EXERCISE = Repeat the following lines exactly and nothing else: the line containing "form (224, 232)?" and each line after it through the end of the listing.

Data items
------------------------------------------------------------------------

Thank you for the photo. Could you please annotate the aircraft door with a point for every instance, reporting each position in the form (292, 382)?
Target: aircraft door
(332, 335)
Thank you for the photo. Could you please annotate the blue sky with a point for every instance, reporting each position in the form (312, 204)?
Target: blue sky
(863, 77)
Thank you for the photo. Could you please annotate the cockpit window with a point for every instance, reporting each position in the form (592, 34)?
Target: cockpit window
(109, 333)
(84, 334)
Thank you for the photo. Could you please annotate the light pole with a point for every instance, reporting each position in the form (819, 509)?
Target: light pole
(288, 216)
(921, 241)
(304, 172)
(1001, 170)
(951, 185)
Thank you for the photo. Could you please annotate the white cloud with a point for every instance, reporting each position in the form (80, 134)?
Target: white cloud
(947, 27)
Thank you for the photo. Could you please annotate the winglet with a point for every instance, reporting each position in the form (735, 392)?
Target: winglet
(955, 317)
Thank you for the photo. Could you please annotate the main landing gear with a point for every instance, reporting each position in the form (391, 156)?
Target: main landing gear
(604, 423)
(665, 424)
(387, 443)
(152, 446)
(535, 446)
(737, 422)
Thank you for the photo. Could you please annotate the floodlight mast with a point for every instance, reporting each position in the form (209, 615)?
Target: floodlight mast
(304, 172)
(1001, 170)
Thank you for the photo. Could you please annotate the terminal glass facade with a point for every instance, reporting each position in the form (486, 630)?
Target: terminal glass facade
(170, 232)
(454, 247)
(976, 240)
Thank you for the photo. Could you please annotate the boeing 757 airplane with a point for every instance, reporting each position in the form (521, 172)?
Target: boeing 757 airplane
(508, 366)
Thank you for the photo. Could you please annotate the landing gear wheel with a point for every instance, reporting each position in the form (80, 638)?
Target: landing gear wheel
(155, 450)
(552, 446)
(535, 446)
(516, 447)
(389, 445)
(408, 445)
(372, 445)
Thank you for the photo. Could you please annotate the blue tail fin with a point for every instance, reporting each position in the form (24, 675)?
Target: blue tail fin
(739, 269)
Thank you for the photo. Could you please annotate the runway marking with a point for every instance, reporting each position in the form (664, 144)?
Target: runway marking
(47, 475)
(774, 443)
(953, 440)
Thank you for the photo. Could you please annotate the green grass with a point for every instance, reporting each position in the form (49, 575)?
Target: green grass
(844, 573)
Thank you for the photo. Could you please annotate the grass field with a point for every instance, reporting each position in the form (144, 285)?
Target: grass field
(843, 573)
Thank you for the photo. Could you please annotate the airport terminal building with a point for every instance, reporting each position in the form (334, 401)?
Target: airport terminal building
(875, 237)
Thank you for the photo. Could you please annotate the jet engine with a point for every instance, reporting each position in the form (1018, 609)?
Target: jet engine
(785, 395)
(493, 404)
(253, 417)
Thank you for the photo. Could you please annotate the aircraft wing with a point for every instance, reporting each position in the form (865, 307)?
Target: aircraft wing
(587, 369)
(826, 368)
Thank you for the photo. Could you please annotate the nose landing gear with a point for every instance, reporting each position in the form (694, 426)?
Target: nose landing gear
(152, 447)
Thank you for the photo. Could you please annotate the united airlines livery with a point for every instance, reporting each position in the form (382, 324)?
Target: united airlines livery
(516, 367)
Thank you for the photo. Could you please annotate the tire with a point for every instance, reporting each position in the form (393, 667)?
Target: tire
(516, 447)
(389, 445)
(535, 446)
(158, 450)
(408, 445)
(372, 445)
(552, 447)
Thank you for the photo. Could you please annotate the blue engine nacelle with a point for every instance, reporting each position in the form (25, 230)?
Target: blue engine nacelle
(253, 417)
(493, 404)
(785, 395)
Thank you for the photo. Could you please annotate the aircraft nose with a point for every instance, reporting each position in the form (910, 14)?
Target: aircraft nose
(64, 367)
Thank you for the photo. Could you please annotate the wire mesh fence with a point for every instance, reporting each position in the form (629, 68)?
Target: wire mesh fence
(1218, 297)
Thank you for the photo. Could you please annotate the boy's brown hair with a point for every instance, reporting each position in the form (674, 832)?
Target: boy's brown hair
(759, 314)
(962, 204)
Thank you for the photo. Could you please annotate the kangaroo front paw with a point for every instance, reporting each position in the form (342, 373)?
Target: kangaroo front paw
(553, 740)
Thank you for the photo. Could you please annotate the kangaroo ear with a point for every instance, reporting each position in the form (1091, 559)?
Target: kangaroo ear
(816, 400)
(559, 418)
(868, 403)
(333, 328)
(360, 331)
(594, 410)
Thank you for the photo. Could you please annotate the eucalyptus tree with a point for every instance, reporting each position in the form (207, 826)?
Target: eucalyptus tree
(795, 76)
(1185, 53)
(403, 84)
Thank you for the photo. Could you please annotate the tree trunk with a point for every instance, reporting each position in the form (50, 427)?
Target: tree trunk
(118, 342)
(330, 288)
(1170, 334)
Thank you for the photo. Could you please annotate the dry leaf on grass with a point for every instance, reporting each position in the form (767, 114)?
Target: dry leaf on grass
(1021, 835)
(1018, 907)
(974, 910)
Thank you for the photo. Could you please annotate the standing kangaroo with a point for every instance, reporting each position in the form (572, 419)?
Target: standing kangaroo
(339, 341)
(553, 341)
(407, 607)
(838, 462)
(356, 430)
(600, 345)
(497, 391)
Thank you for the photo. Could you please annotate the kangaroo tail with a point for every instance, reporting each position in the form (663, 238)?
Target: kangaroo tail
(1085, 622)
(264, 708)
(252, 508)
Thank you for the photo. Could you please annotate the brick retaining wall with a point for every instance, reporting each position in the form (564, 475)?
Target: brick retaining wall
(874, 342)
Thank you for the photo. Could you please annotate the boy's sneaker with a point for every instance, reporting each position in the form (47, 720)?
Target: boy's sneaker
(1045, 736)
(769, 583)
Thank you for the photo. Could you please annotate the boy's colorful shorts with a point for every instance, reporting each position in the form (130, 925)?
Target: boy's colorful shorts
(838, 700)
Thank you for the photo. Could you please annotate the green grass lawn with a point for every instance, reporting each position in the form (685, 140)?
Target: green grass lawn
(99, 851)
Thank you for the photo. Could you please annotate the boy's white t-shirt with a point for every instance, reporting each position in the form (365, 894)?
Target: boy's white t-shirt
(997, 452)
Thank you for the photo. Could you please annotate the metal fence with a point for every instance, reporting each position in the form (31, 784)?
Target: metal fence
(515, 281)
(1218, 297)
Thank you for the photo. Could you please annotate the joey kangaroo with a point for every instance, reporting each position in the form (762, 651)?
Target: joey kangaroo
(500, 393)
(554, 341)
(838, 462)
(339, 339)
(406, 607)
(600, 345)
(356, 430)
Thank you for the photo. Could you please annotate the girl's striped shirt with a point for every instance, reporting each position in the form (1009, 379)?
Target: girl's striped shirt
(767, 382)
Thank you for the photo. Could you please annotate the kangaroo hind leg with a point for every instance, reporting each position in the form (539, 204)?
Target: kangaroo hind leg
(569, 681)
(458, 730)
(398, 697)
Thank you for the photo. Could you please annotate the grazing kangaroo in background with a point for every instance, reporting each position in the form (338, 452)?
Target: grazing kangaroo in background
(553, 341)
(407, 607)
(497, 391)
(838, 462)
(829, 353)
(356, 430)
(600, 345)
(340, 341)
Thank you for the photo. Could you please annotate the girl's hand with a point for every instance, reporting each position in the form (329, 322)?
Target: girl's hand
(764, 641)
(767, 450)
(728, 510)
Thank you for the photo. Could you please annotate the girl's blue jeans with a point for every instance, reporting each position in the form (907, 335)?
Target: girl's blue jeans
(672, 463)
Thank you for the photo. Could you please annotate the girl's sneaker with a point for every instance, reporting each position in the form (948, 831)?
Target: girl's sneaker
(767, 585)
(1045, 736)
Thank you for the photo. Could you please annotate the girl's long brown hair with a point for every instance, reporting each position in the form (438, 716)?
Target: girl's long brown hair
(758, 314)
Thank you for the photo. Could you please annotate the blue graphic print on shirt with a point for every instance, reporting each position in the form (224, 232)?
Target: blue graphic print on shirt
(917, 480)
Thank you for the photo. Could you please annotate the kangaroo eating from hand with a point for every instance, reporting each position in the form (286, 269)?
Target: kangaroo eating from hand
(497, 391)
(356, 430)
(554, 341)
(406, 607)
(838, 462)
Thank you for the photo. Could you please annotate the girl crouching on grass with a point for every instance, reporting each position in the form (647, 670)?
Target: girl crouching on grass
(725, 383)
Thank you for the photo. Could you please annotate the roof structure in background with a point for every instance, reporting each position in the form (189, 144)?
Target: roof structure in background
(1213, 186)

------------------------------------------------------------------------

EXPECTED ANSWER =
Thank you for the photo. Could you please annotate the blue graphic print on shirt with a point for every instance, reporting each position in the form (224, 232)?
Target: blue graphic print on shirt
(917, 480)
Thank you for the photo. Could you please annotate the kangaroo eating from hand with a point for every instance, reporting each position in the form (286, 269)?
Target: kangaroo eating from hand
(497, 391)
(356, 430)
(554, 341)
(406, 607)
(838, 462)
Thank you for the photo. Could you please annotate the girl crouching on grass with a point for every instance, reporting each position in the form (647, 670)?
Target: girl crouching on grass
(725, 383)
Thank you for the photo. Could you please annotate the roof structure in background with a point for every instance, reporting each position in the form (189, 144)?
Target: roof structure in background
(1213, 186)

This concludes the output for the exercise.